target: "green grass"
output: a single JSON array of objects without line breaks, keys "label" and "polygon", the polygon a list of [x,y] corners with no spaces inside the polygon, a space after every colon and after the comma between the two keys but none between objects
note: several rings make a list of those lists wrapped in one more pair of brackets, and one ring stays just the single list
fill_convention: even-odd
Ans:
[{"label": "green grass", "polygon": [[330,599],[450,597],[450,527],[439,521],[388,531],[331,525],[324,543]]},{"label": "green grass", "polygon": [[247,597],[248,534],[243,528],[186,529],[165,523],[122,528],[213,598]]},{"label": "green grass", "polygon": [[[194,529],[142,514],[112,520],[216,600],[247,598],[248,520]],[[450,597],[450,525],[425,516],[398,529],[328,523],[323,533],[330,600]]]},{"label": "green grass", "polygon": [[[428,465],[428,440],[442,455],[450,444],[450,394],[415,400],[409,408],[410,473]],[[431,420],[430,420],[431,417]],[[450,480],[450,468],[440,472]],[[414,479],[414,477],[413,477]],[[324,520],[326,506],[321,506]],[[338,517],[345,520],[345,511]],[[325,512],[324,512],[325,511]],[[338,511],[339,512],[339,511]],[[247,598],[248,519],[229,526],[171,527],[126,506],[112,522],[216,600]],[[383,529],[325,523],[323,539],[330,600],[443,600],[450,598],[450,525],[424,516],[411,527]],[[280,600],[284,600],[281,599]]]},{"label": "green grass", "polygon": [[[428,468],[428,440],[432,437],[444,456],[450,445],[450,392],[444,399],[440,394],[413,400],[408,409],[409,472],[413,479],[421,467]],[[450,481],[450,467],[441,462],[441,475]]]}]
==================================================
What you should do: Repeat the entries exactly as they appear.

Written response:
target: "green grass"
output: a single JSON array of objects without line breaks, keys "label" and "polygon", the polygon a list of [x,y] corners with no spaces inside the polygon, a space after every colon and after the comma between the two keys but none between objects
note: several rings make a list of those lists wrapped in one more pair of brackets, and one ring stays just the single list
fill_convention: even-odd
Ans:
[{"label": "green grass", "polygon": [[330,599],[450,597],[450,527],[439,521],[388,531],[331,525],[324,543]]},{"label": "green grass", "polygon": [[247,597],[248,534],[243,528],[186,529],[165,523],[122,528],[213,598]]},{"label": "green grass", "polygon": [[[194,529],[142,514],[112,520],[216,600],[247,598],[248,520]],[[450,597],[450,525],[425,516],[398,529],[328,523],[323,533],[330,600]]]},{"label": "green grass", "polygon": [[[428,465],[428,440],[442,455],[450,444],[450,394],[415,400],[409,408],[410,473]],[[431,420],[430,420],[431,417]],[[450,480],[450,468],[440,472]],[[414,479],[414,477],[413,477]],[[324,520],[326,506],[321,506]],[[338,517],[345,520],[345,511]],[[325,512],[324,512],[325,511]],[[338,511],[339,512],[339,511]],[[247,598],[248,519],[229,526],[171,527],[126,506],[112,522],[216,600]],[[383,529],[325,523],[323,539],[330,600],[443,600],[450,598],[450,525],[424,516],[411,527]],[[280,600],[284,600],[281,599]]]},{"label": "green grass", "polygon": [[[428,468],[428,440],[432,437],[444,456],[450,445],[450,392],[444,399],[440,394],[413,400],[408,409],[409,472],[413,479],[421,467]],[[450,481],[450,467],[441,462],[441,475]]]}]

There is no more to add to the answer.